*AIM OF THE EXERCISE:* Using the data below, return every line that holds the word "barbed".

Natural language region descriptions:
┌────────
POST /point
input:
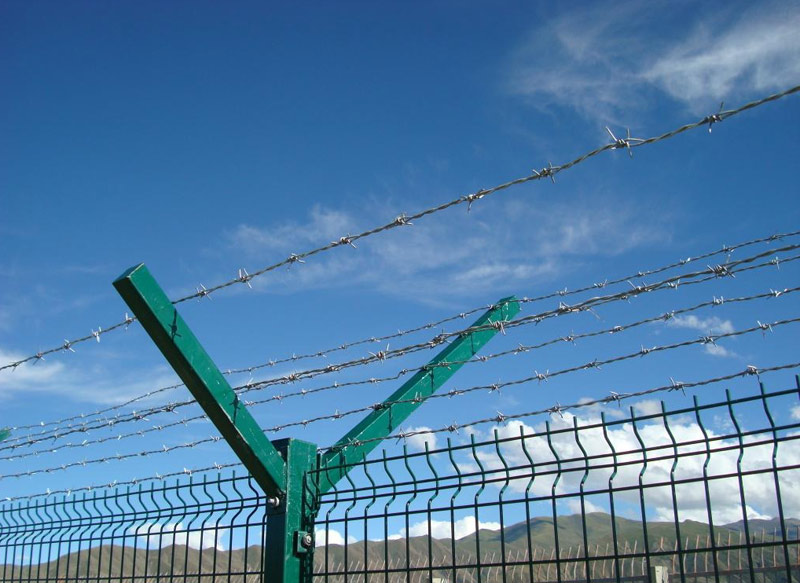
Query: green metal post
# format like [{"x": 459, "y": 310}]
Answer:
[
  {"x": 194, "y": 366},
  {"x": 366, "y": 435},
  {"x": 289, "y": 540},
  {"x": 280, "y": 468}
]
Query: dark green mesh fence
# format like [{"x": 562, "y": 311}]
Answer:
[{"x": 707, "y": 493}]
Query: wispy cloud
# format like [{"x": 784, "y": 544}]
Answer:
[
  {"x": 445, "y": 256},
  {"x": 617, "y": 56},
  {"x": 96, "y": 384},
  {"x": 710, "y": 325}
]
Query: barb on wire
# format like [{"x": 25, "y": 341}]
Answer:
[
  {"x": 559, "y": 409},
  {"x": 347, "y": 345},
  {"x": 541, "y": 377},
  {"x": 613, "y": 397},
  {"x": 689, "y": 279},
  {"x": 548, "y": 172}
]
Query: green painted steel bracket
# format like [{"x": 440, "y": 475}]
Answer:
[
  {"x": 194, "y": 366},
  {"x": 289, "y": 542},
  {"x": 389, "y": 415}
]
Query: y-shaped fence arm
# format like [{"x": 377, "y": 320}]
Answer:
[
  {"x": 290, "y": 516},
  {"x": 194, "y": 366},
  {"x": 389, "y": 415}
]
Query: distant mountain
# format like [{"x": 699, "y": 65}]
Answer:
[
  {"x": 516, "y": 543},
  {"x": 770, "y": 526}
]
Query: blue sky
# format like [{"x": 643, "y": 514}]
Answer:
[{"x": 202, "y": 138}]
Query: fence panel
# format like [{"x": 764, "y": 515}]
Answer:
[
  {"x": 200, "y": 531},
  {"x": 603, "y": 499},
  {"x": 709, "y": 492}
]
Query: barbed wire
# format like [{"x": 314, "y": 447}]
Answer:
[
  {"x": 726, "y": 249},
  {"x": 550, "y": 171},
  {"x": 537, "y": 376},
  {"x": 558, "y": 409},
  {"x": 711, "y": 273},
  {"x": 418, "y": 399},
  {"x": 572, "y": 338},
  {"x": 613, "y": 397}
]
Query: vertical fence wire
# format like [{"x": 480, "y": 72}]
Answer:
[{"x": 708, "y": 492}]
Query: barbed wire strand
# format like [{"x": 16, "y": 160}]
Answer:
[
  {"x": 712, "y": 272},
  {"x": 572, "y": 338},
  {"x": 613, "y": 397},
  {"x": 549, "y": 171},
  {"x": 726, "y": 249},
  {"x": 419, "y": 399}
]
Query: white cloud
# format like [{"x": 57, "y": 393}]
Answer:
[
  {"x": 718, "y": 350},
  {"x": 759, "y": 52},
  {"x": 710, "y": 325},
  {"x": 95, "y": 384},
  {"x": 445, "y": 529},
  {"x": 441, "y": 257},
  {"x": 417, "y": 442},
  {"x": 323, "y": 225},
  {"x": 647, "y": 407},
  {"x": 725, "y": 496},
  {"x": 323, "y": 537},
  {"x": 164, "y": 535},
  {"x": 609, "y": 57}
]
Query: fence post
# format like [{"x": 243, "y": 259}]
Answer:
[
  {"x": 659, "y": 575},
  {"x": 173, "y": 337},
  {"x": 289, "y": 544}
]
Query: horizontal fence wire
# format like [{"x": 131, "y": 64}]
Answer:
[
  {"x": 536, "y": 377},
  {"x": 711, "y": 273},
  {"x": 212, "y": 530},
  {"x": 695, "y": 491},
  {"x": 550, "y": 171},
  {"x": 707, "y": 492},
  {"x": 84, "y": 418},
  {"x": 54, "y": 448}
]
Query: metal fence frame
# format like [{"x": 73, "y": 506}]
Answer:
[{"x": 215, "y": 528}]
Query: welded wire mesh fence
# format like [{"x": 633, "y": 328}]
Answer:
[{"x": 709, "y": 492}]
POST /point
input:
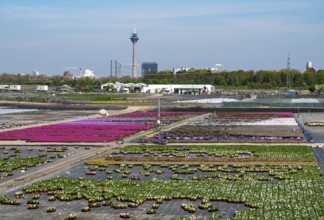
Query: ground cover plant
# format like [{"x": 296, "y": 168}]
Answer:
[
  {"x": 267, "y": 191},
  {"x": 104, "y": 129},
  {"x": 15, "y": 160},
  {"x": 236, "y": 127},
  {"x": 293, "y": 200}
]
└────────
*WRITTEN SOLUTION:*
Query: barbed wire
Query: barbed wire strand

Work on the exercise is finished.